» **Records for this task**:
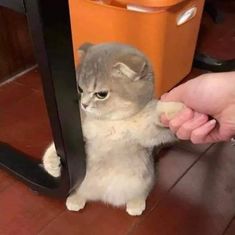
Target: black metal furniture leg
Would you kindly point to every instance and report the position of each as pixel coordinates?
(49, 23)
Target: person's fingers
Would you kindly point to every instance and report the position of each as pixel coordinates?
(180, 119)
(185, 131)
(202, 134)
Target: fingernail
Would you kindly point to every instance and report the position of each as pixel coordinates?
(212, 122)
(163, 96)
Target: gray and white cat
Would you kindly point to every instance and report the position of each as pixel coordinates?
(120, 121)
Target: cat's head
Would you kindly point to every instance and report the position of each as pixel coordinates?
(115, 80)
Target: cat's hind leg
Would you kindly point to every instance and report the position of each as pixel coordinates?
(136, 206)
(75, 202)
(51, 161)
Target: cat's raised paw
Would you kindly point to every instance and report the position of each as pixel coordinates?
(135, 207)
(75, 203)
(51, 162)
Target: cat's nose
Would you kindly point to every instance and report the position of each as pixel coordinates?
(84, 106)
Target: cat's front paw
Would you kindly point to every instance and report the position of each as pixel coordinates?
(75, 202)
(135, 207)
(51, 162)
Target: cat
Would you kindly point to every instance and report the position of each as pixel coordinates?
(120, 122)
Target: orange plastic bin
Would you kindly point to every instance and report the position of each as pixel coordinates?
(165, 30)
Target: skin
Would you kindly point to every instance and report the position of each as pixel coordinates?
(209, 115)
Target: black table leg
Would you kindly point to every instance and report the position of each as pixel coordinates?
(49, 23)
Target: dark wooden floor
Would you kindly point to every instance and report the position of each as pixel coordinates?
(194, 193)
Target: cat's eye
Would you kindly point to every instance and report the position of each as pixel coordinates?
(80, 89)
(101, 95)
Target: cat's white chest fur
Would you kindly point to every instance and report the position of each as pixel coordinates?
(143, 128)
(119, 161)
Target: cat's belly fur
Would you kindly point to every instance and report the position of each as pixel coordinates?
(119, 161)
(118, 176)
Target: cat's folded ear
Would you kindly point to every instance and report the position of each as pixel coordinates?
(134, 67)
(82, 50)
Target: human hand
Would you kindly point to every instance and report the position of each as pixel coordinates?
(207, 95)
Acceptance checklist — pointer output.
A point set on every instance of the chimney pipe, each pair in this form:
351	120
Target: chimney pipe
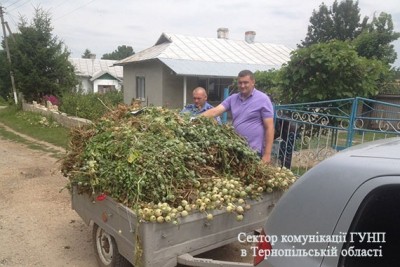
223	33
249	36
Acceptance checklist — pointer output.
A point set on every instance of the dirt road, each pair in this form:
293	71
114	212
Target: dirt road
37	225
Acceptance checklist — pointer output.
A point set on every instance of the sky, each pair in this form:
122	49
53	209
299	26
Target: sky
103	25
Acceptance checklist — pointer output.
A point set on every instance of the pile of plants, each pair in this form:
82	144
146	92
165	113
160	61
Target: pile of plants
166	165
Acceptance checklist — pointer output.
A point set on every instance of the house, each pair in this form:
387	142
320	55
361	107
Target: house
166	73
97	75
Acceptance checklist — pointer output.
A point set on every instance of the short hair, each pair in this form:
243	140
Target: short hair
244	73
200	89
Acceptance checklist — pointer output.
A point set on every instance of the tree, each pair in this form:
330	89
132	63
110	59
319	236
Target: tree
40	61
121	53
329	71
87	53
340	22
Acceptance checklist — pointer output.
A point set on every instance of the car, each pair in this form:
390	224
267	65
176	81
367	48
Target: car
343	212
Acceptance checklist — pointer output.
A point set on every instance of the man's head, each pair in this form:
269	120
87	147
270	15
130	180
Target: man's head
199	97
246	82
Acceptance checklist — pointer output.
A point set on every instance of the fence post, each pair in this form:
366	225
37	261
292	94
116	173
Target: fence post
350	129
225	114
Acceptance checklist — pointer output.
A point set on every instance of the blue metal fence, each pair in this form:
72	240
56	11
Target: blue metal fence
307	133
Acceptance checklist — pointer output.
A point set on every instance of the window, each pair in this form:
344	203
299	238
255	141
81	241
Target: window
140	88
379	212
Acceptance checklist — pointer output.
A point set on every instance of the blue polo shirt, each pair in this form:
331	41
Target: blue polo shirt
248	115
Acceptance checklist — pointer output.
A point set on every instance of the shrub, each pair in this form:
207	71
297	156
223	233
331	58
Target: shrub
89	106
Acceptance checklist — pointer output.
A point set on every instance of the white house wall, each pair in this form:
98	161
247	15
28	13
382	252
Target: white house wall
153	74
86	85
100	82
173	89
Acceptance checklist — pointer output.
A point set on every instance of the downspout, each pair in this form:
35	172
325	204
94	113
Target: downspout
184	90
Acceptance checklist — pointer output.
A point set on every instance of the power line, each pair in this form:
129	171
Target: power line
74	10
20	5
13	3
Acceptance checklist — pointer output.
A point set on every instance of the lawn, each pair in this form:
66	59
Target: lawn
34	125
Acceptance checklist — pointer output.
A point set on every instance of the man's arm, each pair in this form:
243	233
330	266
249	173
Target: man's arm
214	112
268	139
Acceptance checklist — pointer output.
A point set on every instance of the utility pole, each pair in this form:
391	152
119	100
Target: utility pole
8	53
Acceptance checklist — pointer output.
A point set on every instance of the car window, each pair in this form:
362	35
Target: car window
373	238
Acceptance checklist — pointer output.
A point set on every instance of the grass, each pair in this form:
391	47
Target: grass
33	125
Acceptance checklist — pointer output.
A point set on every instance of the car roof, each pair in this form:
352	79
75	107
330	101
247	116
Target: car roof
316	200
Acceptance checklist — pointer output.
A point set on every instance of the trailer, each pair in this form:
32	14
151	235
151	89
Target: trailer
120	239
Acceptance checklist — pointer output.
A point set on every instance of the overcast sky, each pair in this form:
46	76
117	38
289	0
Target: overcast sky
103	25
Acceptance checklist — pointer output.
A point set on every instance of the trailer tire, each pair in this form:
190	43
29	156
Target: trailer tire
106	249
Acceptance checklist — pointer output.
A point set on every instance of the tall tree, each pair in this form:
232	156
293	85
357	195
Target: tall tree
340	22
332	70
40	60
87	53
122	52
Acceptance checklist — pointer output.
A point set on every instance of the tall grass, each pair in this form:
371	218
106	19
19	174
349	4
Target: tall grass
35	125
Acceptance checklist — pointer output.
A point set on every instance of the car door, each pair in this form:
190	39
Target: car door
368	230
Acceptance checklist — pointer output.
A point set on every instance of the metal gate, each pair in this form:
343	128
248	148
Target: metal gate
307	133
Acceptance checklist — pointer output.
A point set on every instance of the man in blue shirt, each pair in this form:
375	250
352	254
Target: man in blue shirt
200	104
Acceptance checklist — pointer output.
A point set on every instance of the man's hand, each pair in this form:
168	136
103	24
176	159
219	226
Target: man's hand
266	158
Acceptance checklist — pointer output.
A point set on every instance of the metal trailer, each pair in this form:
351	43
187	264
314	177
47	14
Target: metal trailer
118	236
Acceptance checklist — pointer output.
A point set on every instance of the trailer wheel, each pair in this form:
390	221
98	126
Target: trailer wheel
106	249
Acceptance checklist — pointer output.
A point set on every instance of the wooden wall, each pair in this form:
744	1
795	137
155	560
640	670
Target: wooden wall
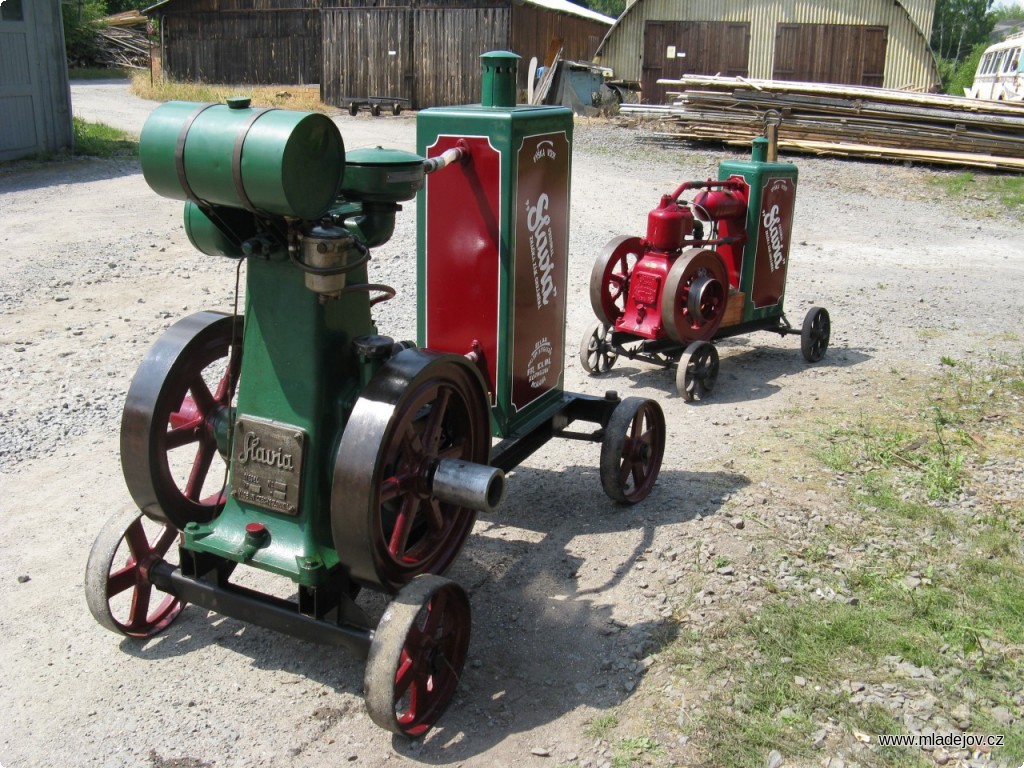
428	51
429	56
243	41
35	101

» **Aim of the exercise**: Where does the word "black" occur in the data? Copy every line that has it.

» **Exercise solution**:
Target: black metal furniture leg
Target: black table leg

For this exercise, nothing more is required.